### Problem to work on
Every line of the listing below should be written out exactly.

### Record set
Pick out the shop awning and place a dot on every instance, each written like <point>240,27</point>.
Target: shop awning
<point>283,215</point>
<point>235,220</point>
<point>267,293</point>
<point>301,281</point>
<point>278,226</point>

### Task response
Pick out the shop awning and place a dot on every instance, each written like <point>240,27</point>.
Target: shop awning
<point>283,215</point>
<point>235,220</point>
<point>267,293</point>
<point>301,281</point>
<point>278,226</point>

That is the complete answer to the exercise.